**Aufgabe a**: Wähle in der Auflistung jede Zeile aus, die das Wort „green“ enthält, und schreibe diese Zeilen ab.

Jeder Streifzug durch die amerikanische Geschichte des Voodoo führt zwangsläufig über New Orleans: The Big Easy, Stadt der guten und bösen Geister, wo die Lebenden in den Straßen ihre Toten zelebrieren. Und natürlich führt kein Weg vorbei an „Treme“, der neuen HBO-Serie des „The Wire“-Erfinders David Simon über das Leben in New Orleans nach Katrina. „Treme“ ist auch für Musikfans eine kleine Offenbarung, weil die Serie aus dem schillernden Repertoir lokaler Straßenmusiker, Blues-Prediger und Szene-Größen schöpft, die in unbezahlbaren Cameo-Auftritten ein Stück marginalisierter Musikgeschichte verkörpern. In der zweiten Episode zieht die New Orleans-Legende Coco Robicheaux vor den Augen eines Radiomoderators (Steve Zahn) ein Huhn aus dem Sack und schneidet dem Federvieh unter rituellen Beschwörungen den Hals durch. “Some deep New Orleans shit,” wie Zahn das Opfer lapidar kommentiert.
Tremé ist schon immer die erste Adresse für “deep New Orleans shit” gewesen. Der Stadtteil westlich des French Quarter stellt mit seinem ureigenen Synkretismus aus Aberglaube, Magie und westlichen Hochreligionen, europäischer, afrikanischer und karibischer Musiktraditionen, Voodoo und Southern Gothic, Fried Chicken und Gumbo, so etwas wie einen genuin amerikanischen Schmelztigel dar. Hier erfand Jazz-Legende Jelly Roll Morton in den Puffs von Storyville sein Maschinengewehr-Pianospiel; und in einer dieser düsteren Seitenstraßen soll es sich auch, so überliefert es der Musikanthropologe Alan Lomax, zugetragen haben, dass dessen Patentante, eine Expertin in schwarzer, kreolischer Magie, die Seele Mr. Mortons dem Teufel anbot. Jazz und Voodoo, das war von Beginn an eine fruchtbare Verbindung. Nach dem Ende des Bürgerkriegs hatten sich die befreiten Sklaven die zurückgelassenen Instrumente der Dixie-Marschkapellen geschnappt und auf dem Blech mit ihren Heiligen kommuniziert. Jazz war die säkularisierte Form der spirituellen Musik ihrer afrikanischen Vorväter. Mit allem Hokuspokus, der dazu gehörte.

**Aufgabe b**: Wer zieht laut dem Textauszug oben in der zweiten Episode von „Treme“ ein Huhn aus dem Sack?

Zeigeeinträge zu benannten Objekten:
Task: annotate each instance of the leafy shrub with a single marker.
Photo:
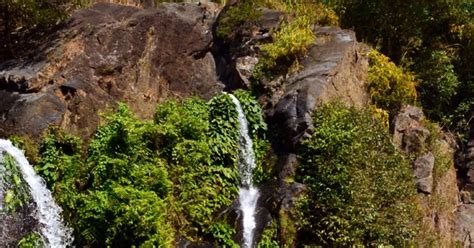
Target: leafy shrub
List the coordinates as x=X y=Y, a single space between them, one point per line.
x=238 y=14
x=389 y=86
x=223 y=233
x=269 y=237
x=439 y=84
x=31 y=240
x=293 y=37
x=360 y=189
x=16 y=192
x=143 y=182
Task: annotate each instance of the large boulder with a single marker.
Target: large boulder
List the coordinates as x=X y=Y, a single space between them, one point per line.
x=105 y=54
x=423 y=172
x=335 y=68
x=465 y=225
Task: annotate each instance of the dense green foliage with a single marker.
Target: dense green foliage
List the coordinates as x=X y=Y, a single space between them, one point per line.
x=146 y=182
x=439 y=83
x=31 y=240
x=16 y=190
x=435 y=39
x=293 y=37
x=360 y=189
x=29 y=13
x=389 y=86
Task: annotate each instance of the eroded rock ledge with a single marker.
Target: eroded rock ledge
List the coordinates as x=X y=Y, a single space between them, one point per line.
x=105 y=54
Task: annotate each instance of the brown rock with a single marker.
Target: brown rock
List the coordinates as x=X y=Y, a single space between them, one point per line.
x=105 y=54
x=409 y=133
x=465 y=225
x=334 y=69
x=423 y=172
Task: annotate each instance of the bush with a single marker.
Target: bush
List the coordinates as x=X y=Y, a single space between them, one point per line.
x=146 y=182
x=360 y=189
x=389 y=86
x=17 y=193
x=31 y=240
x=439 y=84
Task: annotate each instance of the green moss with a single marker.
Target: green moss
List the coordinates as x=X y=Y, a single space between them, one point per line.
x=146 y=182
x=17 y=192
x=238 y=14
x=389 y=86
x=31 y=240
x=293 y=37
x=269 y=237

**Antwort a**:
Task: annotate each instance of the dense green foliage with a single marker.
Target: dense green foliage
Task: annotate each instance of the green moss with a single marker.
Target: green moss

**Antwort b**: Die New Orleans-Legende Coco Robicheaux.